### Page excerpt ###

KeywordsBifidobacteria Adaptive evolution Acid stress Cross-protection Fatty acid
Bifidobacteria are anaerobic and Gram-positive bacteria mainly inhabiting the human and animal intestinal tract. It was believed that bifidobacteria can strengthen the intestinal barrier, modulate the immune response, inhibit pathogens and so on . However, during the industrial manufacturing processes and passage through the digestive tract of the host, bifidobacteria encounter various types of stress, which can reduce bifidobacterial viability and probiotic effects. In particular, bifidobacteria used as probiotics, need to survive the acid barrier of the stomach . The acid barrier represents a major challenge for probiotics. The results of clinical trials implied a direct dose–effect correlation with probiotic efficacy . Overall, acid tolerance is critical to bifidobacterial survival and therefore to the functionality of various probiotic products.

###

Answer these questions about the bifidobacteria passage:
1. Which bacteria, described as anaerobic and Gram-positive, mainly inhabit the human and animal intestinal tract?
2. What must bifidobacteria used as probiotics survive in the stomach?
3. What did the results of clinical trials imply?
The records play no role in this.

### Recorded information ###

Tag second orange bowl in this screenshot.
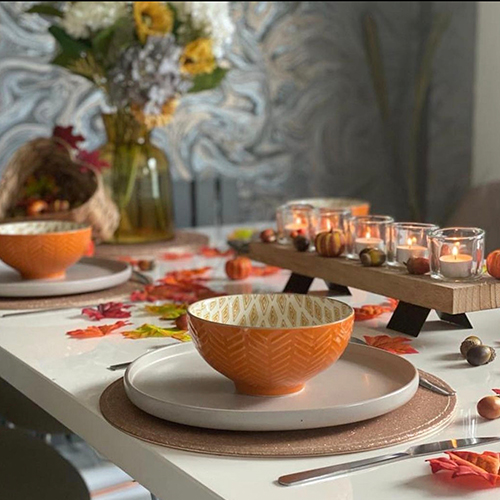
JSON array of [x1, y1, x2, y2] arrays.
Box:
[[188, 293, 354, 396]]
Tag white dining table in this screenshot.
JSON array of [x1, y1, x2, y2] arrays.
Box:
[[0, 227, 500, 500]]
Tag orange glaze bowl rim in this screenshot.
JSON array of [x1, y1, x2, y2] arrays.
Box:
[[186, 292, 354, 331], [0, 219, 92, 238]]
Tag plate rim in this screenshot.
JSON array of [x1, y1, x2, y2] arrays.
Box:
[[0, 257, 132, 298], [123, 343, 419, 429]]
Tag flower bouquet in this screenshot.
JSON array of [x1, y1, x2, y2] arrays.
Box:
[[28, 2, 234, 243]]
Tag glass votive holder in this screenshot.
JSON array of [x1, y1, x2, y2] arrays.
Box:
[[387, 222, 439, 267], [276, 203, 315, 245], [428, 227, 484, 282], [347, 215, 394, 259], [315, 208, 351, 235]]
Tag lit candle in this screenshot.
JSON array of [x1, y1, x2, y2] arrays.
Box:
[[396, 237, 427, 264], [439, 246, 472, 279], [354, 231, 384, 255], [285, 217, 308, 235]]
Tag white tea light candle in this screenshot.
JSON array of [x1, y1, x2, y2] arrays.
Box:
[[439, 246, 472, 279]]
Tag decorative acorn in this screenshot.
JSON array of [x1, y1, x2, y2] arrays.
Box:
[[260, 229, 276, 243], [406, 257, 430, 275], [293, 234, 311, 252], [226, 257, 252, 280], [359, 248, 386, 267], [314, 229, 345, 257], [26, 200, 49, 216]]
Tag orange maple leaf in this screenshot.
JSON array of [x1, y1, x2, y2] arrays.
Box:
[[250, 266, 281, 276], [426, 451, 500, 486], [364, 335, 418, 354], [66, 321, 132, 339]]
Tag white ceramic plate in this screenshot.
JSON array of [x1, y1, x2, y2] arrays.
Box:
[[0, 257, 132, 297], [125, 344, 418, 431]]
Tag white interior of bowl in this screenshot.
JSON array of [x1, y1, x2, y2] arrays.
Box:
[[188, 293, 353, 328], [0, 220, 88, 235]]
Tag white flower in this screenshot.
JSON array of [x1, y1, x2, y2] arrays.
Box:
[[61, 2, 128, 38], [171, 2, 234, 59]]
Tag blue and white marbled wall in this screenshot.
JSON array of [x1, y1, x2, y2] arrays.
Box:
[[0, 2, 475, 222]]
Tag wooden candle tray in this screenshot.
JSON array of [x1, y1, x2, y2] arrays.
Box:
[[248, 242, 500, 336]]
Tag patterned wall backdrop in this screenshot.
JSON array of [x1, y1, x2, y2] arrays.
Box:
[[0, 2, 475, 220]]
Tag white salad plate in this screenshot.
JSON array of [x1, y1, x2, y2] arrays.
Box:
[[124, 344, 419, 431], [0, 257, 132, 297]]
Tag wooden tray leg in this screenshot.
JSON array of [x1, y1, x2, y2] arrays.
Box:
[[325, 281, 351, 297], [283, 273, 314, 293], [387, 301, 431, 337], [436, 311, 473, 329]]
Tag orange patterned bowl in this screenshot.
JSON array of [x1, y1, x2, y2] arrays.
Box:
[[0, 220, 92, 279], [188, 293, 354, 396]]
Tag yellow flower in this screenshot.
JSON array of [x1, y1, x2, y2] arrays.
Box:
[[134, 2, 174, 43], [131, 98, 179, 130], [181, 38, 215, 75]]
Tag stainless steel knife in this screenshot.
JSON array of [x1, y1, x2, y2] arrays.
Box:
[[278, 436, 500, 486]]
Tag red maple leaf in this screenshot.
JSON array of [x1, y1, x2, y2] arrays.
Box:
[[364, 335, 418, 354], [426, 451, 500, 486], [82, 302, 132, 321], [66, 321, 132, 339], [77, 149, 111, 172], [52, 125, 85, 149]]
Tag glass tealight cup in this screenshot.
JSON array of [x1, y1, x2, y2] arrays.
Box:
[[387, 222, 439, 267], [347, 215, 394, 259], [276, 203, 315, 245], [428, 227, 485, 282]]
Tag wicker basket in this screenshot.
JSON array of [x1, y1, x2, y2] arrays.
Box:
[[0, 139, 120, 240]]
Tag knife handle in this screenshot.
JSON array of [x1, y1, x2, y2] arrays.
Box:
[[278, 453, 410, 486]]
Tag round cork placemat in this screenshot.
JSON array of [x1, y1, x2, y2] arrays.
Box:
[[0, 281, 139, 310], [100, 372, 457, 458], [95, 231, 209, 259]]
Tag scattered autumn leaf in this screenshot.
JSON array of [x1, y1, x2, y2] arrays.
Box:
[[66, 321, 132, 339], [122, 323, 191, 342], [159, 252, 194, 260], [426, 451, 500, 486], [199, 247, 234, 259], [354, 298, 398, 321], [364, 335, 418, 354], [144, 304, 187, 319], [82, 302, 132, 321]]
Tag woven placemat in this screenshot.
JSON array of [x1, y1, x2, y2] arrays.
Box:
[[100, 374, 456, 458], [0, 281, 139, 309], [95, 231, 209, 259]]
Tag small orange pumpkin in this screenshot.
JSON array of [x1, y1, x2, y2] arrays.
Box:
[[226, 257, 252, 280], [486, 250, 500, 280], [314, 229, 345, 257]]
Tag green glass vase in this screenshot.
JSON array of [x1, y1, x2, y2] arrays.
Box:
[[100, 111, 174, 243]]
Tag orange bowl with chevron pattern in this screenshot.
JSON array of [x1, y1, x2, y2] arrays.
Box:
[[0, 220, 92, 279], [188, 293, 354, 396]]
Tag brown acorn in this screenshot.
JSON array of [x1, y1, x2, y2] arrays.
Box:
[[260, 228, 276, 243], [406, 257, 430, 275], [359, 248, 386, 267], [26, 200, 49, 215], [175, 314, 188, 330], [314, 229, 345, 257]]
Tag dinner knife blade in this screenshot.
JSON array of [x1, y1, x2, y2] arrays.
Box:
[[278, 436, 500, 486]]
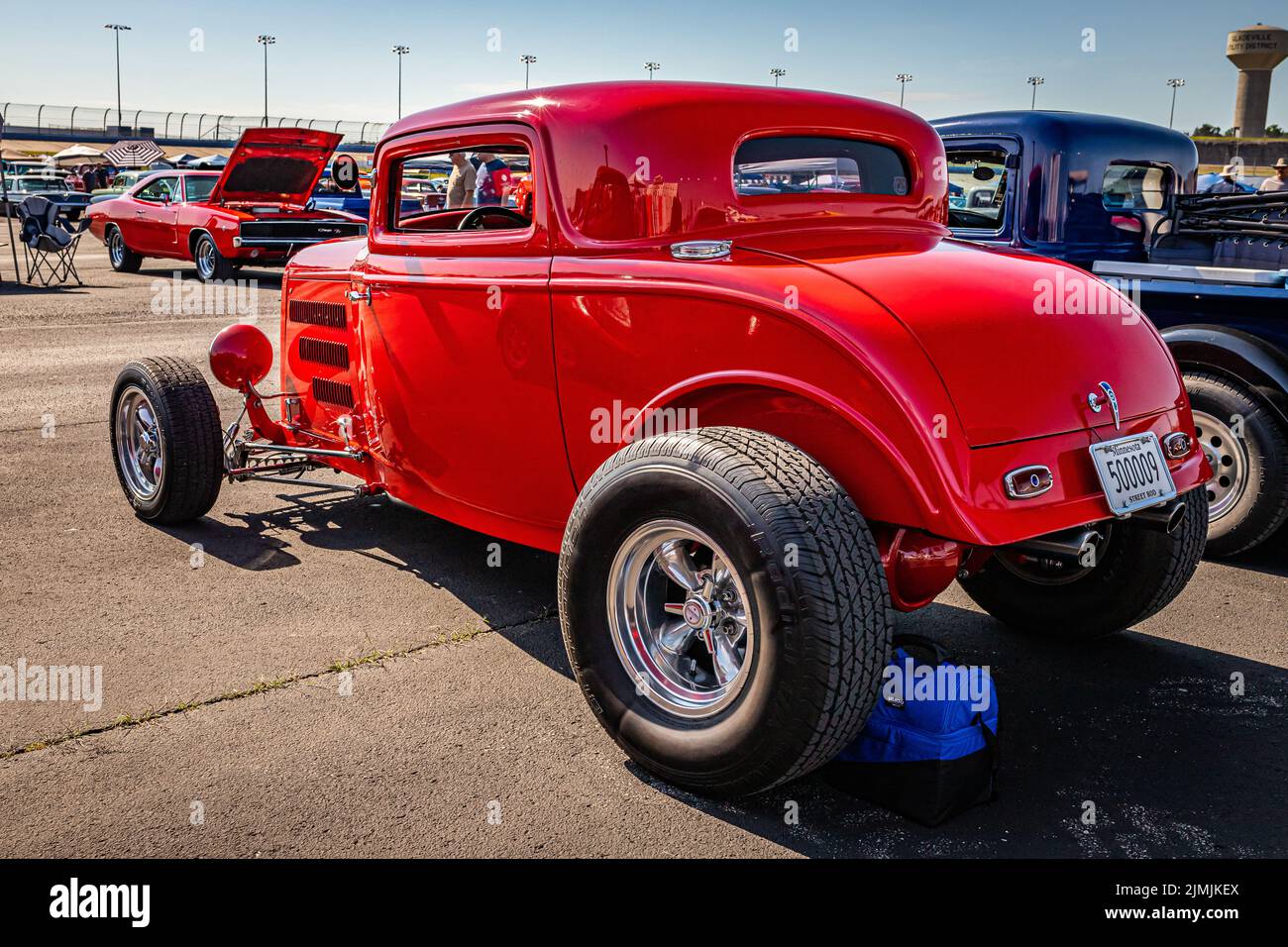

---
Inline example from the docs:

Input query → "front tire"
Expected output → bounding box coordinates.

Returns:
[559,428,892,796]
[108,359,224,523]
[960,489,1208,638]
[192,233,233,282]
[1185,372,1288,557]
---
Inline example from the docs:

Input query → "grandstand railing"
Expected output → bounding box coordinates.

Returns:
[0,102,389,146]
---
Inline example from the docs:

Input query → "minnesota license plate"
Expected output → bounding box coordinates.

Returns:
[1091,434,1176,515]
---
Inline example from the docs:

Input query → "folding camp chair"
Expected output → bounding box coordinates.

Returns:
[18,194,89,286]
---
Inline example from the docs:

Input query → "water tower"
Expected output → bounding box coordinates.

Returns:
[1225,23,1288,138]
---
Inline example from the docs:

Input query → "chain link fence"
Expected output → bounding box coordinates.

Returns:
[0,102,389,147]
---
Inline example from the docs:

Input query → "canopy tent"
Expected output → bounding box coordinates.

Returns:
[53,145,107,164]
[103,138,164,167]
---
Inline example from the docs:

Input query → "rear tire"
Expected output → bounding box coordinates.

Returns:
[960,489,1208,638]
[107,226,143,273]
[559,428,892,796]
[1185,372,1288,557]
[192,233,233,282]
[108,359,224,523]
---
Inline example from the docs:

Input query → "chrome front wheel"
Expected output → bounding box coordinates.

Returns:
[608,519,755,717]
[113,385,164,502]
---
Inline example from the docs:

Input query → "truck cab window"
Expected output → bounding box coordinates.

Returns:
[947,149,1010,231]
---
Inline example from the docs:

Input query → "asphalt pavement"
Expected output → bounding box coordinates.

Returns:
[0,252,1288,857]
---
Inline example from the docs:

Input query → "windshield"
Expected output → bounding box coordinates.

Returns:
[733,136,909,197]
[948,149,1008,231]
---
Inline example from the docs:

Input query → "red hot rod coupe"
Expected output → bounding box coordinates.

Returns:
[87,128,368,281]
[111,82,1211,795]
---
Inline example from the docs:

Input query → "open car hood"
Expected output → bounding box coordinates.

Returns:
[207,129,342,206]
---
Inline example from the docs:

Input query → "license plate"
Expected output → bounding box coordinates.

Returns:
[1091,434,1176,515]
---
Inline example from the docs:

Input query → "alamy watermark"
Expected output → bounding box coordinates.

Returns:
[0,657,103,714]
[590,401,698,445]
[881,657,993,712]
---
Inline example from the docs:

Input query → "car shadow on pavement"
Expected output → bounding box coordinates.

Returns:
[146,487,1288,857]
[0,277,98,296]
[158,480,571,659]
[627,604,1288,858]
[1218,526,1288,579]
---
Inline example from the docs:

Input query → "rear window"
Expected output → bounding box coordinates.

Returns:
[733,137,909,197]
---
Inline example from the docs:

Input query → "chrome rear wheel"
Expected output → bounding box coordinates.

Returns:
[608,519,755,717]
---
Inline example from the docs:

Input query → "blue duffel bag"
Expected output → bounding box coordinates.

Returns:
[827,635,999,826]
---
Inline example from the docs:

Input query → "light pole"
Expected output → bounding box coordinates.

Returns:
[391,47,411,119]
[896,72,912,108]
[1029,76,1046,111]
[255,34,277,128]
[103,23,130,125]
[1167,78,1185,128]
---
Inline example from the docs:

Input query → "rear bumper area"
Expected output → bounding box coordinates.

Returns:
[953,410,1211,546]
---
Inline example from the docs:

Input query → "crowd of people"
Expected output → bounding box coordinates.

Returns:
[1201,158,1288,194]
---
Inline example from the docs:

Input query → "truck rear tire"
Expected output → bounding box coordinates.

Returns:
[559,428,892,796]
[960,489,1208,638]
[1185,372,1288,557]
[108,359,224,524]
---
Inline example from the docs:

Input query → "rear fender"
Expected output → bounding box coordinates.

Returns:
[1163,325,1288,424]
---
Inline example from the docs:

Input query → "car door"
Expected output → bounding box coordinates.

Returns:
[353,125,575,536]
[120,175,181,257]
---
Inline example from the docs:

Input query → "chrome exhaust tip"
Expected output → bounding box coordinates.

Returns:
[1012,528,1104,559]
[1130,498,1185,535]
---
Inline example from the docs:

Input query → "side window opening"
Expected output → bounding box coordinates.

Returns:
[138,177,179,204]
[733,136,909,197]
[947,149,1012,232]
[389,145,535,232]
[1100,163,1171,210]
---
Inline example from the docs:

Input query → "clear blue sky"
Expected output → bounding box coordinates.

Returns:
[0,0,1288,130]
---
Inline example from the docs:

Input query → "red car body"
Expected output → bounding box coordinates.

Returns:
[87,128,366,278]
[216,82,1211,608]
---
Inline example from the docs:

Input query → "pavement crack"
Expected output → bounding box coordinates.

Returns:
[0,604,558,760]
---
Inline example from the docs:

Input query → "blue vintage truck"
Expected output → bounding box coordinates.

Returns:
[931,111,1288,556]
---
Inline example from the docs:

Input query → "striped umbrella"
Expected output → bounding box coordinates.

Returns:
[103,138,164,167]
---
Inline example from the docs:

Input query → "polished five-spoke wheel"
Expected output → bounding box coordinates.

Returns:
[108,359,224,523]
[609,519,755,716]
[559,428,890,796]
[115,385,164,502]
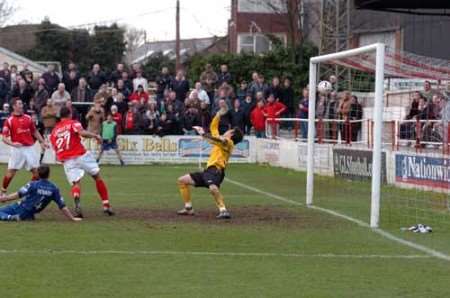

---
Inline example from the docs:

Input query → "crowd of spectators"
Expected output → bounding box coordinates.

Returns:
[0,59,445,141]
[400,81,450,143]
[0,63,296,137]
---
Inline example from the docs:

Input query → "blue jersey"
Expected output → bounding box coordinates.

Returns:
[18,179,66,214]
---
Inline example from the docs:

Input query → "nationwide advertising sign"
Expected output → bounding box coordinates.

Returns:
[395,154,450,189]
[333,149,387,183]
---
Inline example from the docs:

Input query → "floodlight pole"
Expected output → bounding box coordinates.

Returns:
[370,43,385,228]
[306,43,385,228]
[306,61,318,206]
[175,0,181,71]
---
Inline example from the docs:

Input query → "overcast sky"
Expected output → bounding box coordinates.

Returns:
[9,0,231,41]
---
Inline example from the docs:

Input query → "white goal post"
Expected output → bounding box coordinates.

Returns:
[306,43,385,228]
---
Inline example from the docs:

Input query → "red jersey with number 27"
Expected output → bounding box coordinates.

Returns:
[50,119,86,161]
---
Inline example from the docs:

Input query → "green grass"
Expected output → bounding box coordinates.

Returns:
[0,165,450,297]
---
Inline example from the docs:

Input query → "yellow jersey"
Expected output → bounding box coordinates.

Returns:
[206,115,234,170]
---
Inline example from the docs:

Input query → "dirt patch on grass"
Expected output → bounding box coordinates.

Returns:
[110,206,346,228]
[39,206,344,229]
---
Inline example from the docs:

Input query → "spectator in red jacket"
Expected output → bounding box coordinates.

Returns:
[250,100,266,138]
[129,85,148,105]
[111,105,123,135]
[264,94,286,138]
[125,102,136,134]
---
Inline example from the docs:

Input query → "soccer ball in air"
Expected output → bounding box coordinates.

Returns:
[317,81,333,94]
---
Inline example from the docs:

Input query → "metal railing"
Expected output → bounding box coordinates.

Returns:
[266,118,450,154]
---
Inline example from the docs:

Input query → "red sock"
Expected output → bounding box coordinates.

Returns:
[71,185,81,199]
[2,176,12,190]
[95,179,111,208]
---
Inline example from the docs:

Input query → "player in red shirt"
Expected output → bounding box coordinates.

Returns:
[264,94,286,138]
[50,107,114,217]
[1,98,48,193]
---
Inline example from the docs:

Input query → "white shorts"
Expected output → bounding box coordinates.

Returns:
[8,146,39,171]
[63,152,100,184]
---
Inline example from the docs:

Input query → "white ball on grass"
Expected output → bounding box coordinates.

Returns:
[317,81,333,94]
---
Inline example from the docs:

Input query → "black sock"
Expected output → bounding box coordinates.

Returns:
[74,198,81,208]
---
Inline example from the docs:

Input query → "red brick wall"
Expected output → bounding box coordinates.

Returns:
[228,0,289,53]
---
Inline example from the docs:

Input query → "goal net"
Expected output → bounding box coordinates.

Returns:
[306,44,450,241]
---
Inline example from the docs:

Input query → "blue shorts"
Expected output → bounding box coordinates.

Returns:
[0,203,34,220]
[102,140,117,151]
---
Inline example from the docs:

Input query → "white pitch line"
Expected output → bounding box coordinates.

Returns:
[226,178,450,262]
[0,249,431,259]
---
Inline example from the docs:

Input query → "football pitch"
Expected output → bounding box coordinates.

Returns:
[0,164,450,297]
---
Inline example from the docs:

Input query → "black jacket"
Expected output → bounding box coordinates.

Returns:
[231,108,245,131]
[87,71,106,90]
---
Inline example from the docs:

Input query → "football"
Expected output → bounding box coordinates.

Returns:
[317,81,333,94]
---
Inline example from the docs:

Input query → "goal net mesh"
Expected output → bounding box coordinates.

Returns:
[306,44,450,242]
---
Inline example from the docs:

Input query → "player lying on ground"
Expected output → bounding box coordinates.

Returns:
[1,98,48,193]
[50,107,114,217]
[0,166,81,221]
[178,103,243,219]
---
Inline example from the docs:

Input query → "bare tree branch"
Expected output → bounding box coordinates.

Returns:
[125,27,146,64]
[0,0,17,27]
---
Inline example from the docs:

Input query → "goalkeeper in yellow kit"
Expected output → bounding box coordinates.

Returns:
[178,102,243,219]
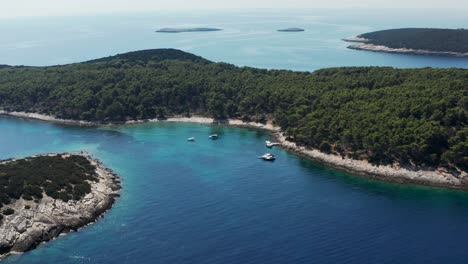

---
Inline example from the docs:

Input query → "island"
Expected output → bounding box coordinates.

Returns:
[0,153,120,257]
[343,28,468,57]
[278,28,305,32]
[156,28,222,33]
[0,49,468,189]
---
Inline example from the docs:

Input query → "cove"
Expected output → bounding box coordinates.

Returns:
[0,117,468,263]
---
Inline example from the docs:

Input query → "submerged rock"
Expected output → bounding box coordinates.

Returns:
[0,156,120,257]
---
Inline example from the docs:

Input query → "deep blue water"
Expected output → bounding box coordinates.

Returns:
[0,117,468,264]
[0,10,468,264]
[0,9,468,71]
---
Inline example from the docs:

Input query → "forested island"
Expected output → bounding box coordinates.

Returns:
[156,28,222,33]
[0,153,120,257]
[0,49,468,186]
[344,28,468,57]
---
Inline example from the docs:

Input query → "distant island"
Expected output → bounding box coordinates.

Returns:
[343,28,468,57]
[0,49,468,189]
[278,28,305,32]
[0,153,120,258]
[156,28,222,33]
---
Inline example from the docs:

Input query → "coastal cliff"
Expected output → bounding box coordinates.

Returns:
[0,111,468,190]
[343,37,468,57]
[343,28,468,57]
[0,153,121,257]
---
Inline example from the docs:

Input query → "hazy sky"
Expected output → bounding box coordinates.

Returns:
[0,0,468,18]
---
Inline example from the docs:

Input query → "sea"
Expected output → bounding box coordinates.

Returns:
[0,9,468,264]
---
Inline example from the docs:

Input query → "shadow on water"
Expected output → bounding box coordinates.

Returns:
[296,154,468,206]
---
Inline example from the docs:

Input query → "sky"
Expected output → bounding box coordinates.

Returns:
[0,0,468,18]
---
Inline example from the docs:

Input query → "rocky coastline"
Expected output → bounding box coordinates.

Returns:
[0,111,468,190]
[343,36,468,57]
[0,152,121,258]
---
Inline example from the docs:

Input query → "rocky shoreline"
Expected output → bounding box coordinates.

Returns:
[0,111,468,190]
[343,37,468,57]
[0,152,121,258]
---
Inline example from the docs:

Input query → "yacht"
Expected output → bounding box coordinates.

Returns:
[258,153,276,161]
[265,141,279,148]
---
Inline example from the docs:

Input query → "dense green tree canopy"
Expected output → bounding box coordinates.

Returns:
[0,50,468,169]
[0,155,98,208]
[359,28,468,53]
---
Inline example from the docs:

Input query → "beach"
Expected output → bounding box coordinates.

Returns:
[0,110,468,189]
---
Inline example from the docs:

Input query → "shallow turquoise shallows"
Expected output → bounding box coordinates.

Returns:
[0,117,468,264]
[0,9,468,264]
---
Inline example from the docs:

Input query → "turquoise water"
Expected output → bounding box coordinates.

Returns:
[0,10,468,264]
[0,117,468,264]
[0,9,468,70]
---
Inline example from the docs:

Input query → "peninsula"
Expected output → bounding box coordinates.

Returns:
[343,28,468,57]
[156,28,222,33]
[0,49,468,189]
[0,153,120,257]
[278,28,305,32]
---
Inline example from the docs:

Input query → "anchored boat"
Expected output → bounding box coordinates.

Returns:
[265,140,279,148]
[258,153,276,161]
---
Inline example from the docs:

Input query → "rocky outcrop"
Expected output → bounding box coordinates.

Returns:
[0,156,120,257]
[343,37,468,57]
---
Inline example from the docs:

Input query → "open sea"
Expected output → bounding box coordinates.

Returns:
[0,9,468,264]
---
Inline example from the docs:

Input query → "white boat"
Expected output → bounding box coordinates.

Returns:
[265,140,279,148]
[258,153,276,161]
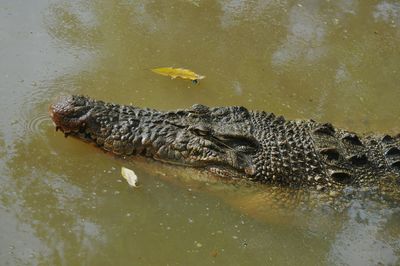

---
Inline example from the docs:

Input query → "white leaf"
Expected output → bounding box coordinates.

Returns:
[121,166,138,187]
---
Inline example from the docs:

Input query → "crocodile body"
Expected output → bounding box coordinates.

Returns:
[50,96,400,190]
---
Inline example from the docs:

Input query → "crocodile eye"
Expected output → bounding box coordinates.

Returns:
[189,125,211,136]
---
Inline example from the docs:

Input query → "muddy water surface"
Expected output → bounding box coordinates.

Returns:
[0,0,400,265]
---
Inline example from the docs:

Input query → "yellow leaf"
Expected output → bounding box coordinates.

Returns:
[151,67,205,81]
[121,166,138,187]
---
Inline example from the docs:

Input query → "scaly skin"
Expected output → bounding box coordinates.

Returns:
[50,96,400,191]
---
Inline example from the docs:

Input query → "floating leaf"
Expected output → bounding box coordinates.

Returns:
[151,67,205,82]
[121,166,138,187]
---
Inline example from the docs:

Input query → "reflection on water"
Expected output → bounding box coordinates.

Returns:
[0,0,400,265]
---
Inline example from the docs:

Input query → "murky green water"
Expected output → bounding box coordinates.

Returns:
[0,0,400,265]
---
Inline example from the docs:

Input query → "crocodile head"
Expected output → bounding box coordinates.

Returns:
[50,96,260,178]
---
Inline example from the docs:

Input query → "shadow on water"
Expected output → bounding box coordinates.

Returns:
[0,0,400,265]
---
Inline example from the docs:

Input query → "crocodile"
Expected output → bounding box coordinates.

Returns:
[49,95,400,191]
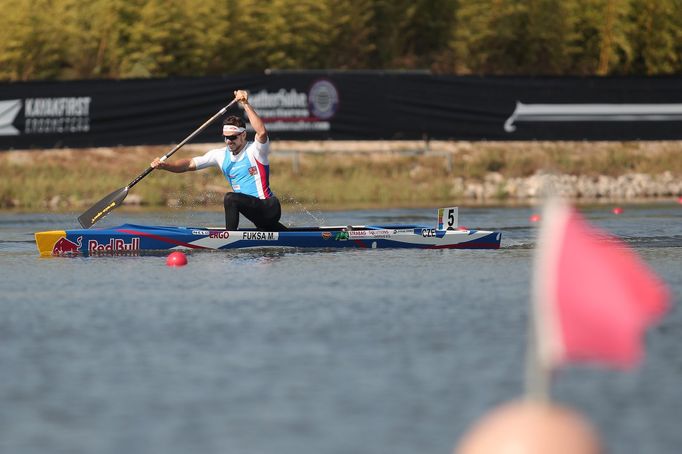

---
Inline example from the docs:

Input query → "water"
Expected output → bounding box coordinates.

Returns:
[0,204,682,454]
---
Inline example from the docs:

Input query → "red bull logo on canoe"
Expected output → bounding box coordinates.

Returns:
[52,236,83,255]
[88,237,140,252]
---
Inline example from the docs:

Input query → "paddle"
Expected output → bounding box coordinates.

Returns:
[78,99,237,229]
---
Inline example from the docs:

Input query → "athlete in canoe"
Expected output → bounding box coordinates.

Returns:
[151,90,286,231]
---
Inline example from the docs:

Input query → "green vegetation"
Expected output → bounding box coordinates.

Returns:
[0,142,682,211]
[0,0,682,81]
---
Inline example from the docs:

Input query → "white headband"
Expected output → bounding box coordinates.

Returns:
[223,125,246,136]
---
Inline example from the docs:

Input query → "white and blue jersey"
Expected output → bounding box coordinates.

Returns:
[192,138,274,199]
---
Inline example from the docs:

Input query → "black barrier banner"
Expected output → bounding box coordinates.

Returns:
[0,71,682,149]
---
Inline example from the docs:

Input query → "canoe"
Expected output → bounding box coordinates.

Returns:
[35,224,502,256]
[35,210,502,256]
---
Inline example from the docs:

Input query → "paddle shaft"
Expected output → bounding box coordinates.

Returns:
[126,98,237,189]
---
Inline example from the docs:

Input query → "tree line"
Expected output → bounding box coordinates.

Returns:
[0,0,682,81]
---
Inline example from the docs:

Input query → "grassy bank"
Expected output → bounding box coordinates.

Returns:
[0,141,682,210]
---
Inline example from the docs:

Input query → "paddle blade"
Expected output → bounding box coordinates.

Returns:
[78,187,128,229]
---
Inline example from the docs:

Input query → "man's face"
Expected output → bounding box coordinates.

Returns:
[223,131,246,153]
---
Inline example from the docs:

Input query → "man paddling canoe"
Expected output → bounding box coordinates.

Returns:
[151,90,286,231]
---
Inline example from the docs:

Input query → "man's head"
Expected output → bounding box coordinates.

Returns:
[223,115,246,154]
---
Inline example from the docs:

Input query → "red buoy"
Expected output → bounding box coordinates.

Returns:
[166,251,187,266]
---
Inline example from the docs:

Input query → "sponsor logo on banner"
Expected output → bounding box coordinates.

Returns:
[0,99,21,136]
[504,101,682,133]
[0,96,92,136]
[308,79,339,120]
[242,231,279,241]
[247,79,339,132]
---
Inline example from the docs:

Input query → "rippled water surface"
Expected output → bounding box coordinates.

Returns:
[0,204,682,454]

###

- **Solution for this task**:
1. Bifidobacteria.
2. The acid barrier of the stomach.
3. A direct dose–effect correlation with probiotic efficacy.